◆ Problem requirements ◆
Each record should be set down again so that it matches the original exactly.

[Dataset entries]
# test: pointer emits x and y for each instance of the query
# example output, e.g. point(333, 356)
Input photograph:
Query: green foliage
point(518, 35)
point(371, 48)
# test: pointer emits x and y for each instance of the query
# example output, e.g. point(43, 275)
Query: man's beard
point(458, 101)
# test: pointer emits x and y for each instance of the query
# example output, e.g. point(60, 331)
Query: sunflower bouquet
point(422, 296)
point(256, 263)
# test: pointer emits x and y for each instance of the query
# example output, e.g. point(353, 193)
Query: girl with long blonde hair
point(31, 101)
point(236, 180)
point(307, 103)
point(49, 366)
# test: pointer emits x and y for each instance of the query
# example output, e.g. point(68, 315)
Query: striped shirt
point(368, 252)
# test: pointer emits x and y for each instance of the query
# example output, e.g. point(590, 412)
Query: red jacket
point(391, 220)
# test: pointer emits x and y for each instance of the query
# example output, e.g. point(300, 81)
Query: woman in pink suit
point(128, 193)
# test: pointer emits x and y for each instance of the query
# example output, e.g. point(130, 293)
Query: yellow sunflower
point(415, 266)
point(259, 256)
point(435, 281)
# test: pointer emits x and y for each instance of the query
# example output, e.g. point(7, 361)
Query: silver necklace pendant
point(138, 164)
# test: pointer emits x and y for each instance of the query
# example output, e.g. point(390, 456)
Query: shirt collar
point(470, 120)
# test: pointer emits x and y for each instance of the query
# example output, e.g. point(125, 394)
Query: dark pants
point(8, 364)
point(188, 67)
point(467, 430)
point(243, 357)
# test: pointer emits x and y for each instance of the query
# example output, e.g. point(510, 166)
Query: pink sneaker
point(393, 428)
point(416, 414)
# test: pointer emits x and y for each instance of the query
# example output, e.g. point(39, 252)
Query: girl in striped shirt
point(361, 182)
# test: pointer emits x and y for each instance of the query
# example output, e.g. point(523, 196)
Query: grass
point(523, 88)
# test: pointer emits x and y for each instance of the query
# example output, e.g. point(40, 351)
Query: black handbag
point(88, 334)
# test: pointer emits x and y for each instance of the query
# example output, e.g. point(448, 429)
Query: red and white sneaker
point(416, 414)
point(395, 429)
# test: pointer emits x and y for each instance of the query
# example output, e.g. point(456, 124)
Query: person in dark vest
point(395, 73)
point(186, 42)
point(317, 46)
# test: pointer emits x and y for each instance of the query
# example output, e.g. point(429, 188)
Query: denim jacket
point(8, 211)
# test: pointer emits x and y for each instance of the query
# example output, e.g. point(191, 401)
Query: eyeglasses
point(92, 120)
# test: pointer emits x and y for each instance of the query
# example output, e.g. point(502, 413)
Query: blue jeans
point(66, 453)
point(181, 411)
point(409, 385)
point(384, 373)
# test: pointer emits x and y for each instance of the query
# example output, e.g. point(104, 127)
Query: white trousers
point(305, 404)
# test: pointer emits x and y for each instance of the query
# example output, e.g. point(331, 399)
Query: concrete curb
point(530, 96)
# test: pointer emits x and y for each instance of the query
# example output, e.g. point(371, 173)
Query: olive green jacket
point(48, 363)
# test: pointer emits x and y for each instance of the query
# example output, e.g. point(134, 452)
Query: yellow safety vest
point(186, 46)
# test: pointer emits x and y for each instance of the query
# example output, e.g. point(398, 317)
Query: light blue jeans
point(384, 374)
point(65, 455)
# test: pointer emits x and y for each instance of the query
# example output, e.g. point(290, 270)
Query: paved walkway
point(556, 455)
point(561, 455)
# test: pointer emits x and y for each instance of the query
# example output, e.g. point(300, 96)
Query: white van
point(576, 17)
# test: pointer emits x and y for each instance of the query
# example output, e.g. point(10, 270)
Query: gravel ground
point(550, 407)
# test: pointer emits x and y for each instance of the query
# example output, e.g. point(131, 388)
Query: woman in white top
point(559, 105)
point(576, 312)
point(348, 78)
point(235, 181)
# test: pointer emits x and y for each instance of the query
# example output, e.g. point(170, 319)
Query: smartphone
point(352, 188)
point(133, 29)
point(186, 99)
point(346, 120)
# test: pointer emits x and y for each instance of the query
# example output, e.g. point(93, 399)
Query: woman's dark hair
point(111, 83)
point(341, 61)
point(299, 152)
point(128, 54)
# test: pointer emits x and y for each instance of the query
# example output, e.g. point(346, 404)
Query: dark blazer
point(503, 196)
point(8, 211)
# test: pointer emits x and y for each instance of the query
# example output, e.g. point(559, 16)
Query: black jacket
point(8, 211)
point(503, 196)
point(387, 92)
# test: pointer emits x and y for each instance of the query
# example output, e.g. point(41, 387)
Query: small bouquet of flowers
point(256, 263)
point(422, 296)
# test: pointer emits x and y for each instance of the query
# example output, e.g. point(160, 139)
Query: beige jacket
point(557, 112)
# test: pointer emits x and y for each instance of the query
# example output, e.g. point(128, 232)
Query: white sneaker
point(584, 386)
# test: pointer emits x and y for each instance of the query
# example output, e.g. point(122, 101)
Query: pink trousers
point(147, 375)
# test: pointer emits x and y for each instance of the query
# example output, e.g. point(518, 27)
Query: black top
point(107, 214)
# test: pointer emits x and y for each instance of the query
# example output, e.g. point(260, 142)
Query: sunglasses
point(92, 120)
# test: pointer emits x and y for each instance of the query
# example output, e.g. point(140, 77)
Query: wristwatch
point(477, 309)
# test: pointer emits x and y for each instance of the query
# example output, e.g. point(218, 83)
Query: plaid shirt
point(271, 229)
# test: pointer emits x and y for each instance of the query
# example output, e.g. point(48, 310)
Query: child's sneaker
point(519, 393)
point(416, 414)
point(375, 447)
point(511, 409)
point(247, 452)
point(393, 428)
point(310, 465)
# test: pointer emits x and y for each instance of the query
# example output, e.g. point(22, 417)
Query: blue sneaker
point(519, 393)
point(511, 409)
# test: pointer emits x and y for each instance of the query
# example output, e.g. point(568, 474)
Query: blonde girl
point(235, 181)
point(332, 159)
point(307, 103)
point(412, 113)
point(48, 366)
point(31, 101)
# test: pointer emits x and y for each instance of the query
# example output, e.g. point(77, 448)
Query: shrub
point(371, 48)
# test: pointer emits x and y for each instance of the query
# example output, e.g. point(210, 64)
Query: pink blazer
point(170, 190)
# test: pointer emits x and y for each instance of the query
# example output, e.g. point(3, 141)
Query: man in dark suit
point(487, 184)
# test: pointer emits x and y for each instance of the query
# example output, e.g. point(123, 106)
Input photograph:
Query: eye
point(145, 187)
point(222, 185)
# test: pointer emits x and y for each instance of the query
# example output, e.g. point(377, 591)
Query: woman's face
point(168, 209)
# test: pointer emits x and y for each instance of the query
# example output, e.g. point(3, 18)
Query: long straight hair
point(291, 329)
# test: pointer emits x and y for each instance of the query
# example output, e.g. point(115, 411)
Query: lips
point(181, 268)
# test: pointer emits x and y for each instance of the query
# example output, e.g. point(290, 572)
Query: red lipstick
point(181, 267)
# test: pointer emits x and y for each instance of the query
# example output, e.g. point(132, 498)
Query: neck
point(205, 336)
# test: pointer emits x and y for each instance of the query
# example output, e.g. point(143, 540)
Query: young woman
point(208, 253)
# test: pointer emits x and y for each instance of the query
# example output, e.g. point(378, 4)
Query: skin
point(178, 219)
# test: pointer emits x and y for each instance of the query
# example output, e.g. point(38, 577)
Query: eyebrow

◆ Task output ◆
# test: pointer emits x and y for each instance of the query
# example output, e.g. point(333, 356)
Input photograph:
Query: green foliage
point(518, 35)
point(371, 48)
# test: pointer emits x and y for each instance of the query
# example output, e.g. point(43, 275)
Query: man's beard
point(458, 101)
# test: pointer emits x and y for each instance of the query
# example output, e.g. point(60, 331)
Query: sunflower bouquet
point(422, 296)
point(256, 263)
# test: pointer emits x and y for each instance of the query
# example output, e.g. point(353, 193)
Query: girl with long blonde hair
point(31, 101)
point(236, 180)
point(307, 103)
point(49, 366)
# test: pointer emits x and y for each instance of the query
# example output, e.g. point(68, 315)
Query: striped shirt
point(368, 252)
# test: pointer emits x and y for each instance of the query
# example output, e.g. point(590, 412)
Query: red jacket
point(391, 220)
# test: pointer emits x and y for each instance of the query
# example output, e.g. point(300, 81)
Query: woman in pink suit
point(128, 193)
# test: pointer emits x and y for each instance of the query
# example output, e.g. point(130, 293)
Query: yellow sunflower
point(415, 266)
point(259, 256)
point(435, 281)
# test: pointer emits x and y for each instance of the query
# example output, e.g. point(7, 361)
Query: silver necklace pendant
point(138, 164)
# test: pointer emits x and y for each instance of the query
# example output, e.g. point(390, 456)
Query: shirt collar
point(470, 120)
# test: pointer emits x and y for each instance of the query
# example output, e.g. point(125, 394)
Query: dark pants
point(8, 364)
point(188, 67)
point(467, 430)
point(243, 357)
# test: pointer emits x and y for each instance of the query
# example output, e.g. point(510, 166)
Query: pink sneaker
point(393, 428)
point(416, 414)
# test: pointer emits x and y for each instance of the query
# example output, e.g. point(39, 252)
Query: girl in striped shirt
point(361, 182)
# test: pointer emits x and y for each instance of the query
# example output, e.g. point(523, 196)
Query: grass
point(523, 88)
# test: pointer emits x and y for each instance of the query
# example output, e.g. point(40, 351)
Query: black handbag
point(88, 334)
# test: pointer emits x and y for each instance of the query
# example output, e.g. point(448, 429)
Query: red and white sneaker
point(416, 414)
point(395, 429)
# test: pointer emits x and y for each instance of the query
# example output, e.g. point(456, 124)
Query: person in dark vest
point(395, 73)
point(186, 42)
point(317, 46)
# test: pointer emits x and y for each instance of the query
# example output, e.g. point(429, 188)
Query: denim jacket
point(8, 211)
# test: pointer emits x and y for each instance of the query
# example output, e.g. point(191, 401)
Query: eyeglasses
point(92, 120)
# test: pointer emits x and y for each instance of the query
# example output, e.g. point(502, 413)
Query: blue jeans
point(66, 453)
point(181, 411)
point(409, 385)
point(384, 373)
# test: pointer emits x and y for each instance of the query
# example output, e.g. point(104, 127)
Query: white trousers
point(305, 404)
# test: pointer emits x and y for each instance of the query
# example output, e.g. point(331, 399)
Query: concrete curb
point(530, 96)
# test: pointer emits x and y for each instance of the query
# example output, e.g. point(371, 173)
Query: olive green jacket
point(48, 363)
# test: pointer emits x and y for each instance of the query
# example output, e.g. point(134, 452)
Query: yellow safety vest
point(186, 46)
# test: pointer emits x and y for each instance of the query
# example output, e.g. point(398, 317)
Query: light blue jeans
point(384, 374)
point(65, 455)
# test: pointer emits x and y for each instance of the query
# example output, e.g. point(290, 270)
Query: paved walkway
point(556, 455)
point(561, 455)
# test: pointer emits x and y for each instance of the query
# example output, e.g. point(300, 96)
Query: white van
point(576, 17)
# test: pointer emits x and y for each instance of the query
# example output, e.g. point(10, 270)
Query: gravel ground
point(550, 407)
# test: pointer emits x and y for each instance of the query
# example output, e.g. point(131, 388)
Query: woman in white top
point(559, 105)
point(576, 312)
point(348, 78)
point(235, 181)
# test: pointer emits x and y for each instance of the query
# example output, e.g. point(170, 319)
Query: smartphone
point(352, 188)
point(133, 29)
point(186, 99)
point(346, 120)
# test: pointer emits x and y for each instance of the query
# example output, e.g. point(93, 399)
Query: woman's dark hair
point(111, 83)
point(341, 61)
point(299, 152)
point(128, 54)
# test: pointer emits x and y for each instance of the query
# example output, e.g. point(346, 404)
Query: dark blazer
point(503, 196)
point(8, 211)
# test: pointer emits x and y for each instance of the query
# example output, e.g. point(559, 16)
Query: black jacket
point(8, 211)
point(503, 196)
point(387, 92)
# test: pointer emits x and y for each instance of the query
# example output, e.g. point(41, 387)
Query: small bouquet of flowers
point(256, 263)
point(422, 296)
# test: pointer emits x and y for each instance of the query
# example output, e.g. point(160, 139)
Query: beige jacket
point(557, 112)
# test: pointer emits x and y for each instance of the query
# example output, e.g. point(128, 232)
Query: white sneaker
point(584, 386)
# test: pointer emits x and y for each instance of the query
# example output, e.g. point(122, 101)
Query: pink trousers
point(147, 375)
# test: pointer emits x and y for each instance of the query
# example output, e.g. point(518, 27)
Query: black top
point(107, 214)
# test: pointer emits x and y for each instance of the query
# example output, e.g. point(260, 142)
Query: sunglasses
point(92, 120)
# test: pointer emits x and y for each instance of the query
# example output, e.g. point(140, 77)
Query: wristwatch
point(477, 309)
# test: pointer emits x and y for each instance of the query
# example output, e.g. point(218, 83)
Query: plaid shirt
point(271, 229)
# test: pointer emits x and y for each instance of the query
# example output, e.g. point(48, 310)
Query: child's sneaker
point(519, 393)
point(416, 414)
point(375, 447)
point(511, 409)
point(247, 452)
point(393, 428)
point(310, 465)
# test: pointer emits x and y for each instance of the query
# example output, e.g. point(22, 417)
Query: blue sneaker
point(519, 393)
point(511, 409)
# test: pointer emits x and y for each instance of the query
# example output, e.g. point(568, 474)
Query: blonde girl
point(235, 181)
point(332, 159)
point(307, 103)
point(412, 113)
point(48, 366)
point(31, 101)
# test: pointer emits x and y for each instance of the query
# example output, e.g. point(77, 448)
Query: shrub
point(371, 48)
# test: pointer emits x and y for each instance of the query
# example output, e.g. point(210, 64)
Query: pink blazer
point(170, 190)
# test: pointer emits x and y for each instance of the query
# example output, e.g. point(3, 141)
Query: man in dark suit
point(487, 184)
# test: pointer emits x and y for each instance of the query
# example output, e.g. point(123, 106)
Input photograph:
Query: eye
point(145, 187)
point(222, 185)
# test: pointer emits x and y for each instance of the query
# example output, e.g. point(377, 591)
Query: woman's face
point(168, 209)
# test: pointer emits x and y for each instance of the query
# example output, e.g. point(3, 18)
Query: long straight hair
point(291, 329)
# test: pointer emits x and y for each instance of the query
# example output, e.g. point(115, 411)
Query: lips
point(181, 268)
# test: pointer emits x and y for each instance of the query
# example output, e.g. point(290, 572)
Query: red lipstick
point(181, 267)
# test: pointer emits x and y for each instance of the query
# example output, e.g. point(132, 498)
Query: neck
point(205, 336)
# test: pointer emits x and y for each instance of the query
# example output, e.g. point(143, 540)
Query: young woman
point(208, 253)
# test: pointer emits x and y for each instance of the query
# example output, e.g. point(378, 4)
Query: skin
point(178, 219)
# test: pointer emits x and y for each instance of the query
# example output, e.g. point(38, 577)
Query: eyebrow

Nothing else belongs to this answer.